Lines from the one containing "Annotate the deer's hind" through the end of the entries below: set them down exactly, both ends included, with nothing added.

(Beginning of Task inputs)

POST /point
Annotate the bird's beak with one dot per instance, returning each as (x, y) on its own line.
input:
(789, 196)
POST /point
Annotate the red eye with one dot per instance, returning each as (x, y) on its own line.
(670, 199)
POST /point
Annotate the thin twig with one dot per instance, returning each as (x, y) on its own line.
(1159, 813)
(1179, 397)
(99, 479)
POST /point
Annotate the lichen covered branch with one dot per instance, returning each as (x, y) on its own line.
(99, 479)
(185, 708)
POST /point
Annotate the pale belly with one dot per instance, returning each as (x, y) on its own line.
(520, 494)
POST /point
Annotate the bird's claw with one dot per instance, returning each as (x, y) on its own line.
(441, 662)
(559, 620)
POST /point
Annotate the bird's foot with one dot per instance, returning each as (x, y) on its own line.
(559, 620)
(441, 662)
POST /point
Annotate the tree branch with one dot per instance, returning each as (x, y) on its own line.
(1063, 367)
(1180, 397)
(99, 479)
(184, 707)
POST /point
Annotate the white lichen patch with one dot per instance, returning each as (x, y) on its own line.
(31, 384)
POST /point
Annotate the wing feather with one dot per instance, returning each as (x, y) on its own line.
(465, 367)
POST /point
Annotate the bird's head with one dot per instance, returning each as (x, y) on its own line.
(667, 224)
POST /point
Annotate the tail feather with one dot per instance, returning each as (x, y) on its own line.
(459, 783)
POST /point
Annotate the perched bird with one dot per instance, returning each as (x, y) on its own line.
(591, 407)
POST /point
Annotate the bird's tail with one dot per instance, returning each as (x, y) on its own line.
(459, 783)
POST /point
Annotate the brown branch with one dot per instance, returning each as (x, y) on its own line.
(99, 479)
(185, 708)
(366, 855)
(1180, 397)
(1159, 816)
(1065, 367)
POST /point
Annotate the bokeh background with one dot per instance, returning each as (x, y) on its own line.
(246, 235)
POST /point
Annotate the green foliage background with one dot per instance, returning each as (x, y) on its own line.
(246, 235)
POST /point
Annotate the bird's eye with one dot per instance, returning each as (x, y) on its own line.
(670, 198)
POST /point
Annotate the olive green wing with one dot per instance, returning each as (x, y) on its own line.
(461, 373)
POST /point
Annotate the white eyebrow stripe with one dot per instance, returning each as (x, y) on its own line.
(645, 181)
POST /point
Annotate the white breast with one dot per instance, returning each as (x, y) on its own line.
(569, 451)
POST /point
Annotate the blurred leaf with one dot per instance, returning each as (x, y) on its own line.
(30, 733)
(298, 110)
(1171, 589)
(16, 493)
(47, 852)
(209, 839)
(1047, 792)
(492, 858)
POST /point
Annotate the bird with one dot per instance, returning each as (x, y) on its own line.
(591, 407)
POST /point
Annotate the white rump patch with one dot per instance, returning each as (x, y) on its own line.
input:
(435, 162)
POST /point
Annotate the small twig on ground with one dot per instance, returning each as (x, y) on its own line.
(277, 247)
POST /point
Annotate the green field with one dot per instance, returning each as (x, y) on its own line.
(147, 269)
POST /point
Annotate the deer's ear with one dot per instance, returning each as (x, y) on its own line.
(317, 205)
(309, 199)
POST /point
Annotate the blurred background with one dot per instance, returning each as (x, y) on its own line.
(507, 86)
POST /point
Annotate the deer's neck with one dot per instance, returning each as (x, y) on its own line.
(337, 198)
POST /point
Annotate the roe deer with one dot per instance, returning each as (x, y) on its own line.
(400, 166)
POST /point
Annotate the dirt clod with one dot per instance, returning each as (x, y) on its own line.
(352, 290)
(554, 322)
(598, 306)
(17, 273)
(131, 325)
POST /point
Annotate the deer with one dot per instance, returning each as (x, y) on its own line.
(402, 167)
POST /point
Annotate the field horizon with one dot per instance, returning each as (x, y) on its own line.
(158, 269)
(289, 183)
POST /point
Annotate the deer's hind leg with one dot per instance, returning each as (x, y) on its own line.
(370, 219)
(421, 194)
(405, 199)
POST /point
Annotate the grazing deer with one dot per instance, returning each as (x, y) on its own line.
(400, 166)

(End of Task inputs)

Response:
Annotate the deer's hind leg with one dot per instance, returning each as (x, y) on its own line.
(370, 219)
(421, 194)
(405, 199)
POST /point
Annotate the grazing deer with one dot per instance, returning each as (x, y) on its own line.
(400, 166)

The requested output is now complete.